**Consigne**
Réécrivez telles quelles les lignes du listing ci-dessous, en commençant à la ligne qui contient « Pointing guideline: for each instance of the overcast », incluse, et en vous arrêtant après la toute dernière ligne du listing.

(Entrées de données enregistrées)
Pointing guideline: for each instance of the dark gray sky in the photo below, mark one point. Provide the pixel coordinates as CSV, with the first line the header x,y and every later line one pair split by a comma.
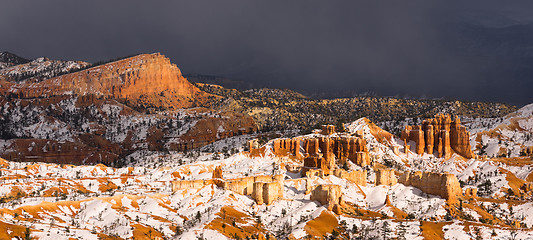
x,y
469,50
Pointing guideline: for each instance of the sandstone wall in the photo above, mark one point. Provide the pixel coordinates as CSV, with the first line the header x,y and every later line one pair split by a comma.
x,y
440,135
357,177
267,192
146,79
386,177
327,194
264,189
445,185
190,184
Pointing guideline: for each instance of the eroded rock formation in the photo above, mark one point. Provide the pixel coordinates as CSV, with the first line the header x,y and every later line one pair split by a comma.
x,y
324,151
386,177
439,135
445,185
357,176
328,194
148,80
263,189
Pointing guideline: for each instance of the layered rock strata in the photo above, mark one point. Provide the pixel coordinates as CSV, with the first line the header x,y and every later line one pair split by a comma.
x,y
263,189
445,185
386,177
147,80
328,194
324,151
357,176
439,135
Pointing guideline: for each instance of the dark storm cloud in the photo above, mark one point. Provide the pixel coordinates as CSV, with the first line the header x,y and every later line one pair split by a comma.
x,y
417,48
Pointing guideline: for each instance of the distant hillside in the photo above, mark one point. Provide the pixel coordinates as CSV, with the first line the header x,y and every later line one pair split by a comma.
x,y
279,109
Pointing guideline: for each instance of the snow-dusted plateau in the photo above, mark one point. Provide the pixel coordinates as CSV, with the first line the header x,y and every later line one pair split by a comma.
x,y
82,162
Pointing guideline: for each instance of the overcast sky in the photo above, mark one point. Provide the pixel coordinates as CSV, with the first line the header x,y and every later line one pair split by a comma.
x,y
468,50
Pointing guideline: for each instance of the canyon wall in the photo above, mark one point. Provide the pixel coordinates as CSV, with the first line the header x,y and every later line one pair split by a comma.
x,y
328,194
357,176
385,177
147,80
263,189
445,185
439,135
324,151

**Réponse**
Pointing guideline: for each instance of the overcast sky in the photo above, mark one point. Provide the pixel coordinates as CSV, with the first line the header x,y and every later line one pair split by a comma.
x,y
468,50
Pointing guideline: for each instance of the canyon wall in the photo above, mark one point. Provide the pixel coordinates as CSV, with the first line the header x,y and every later line one pair split by a comma.
x,y
328,194
357,176
385,177
147,80
263,189
445,185
439,135
324,151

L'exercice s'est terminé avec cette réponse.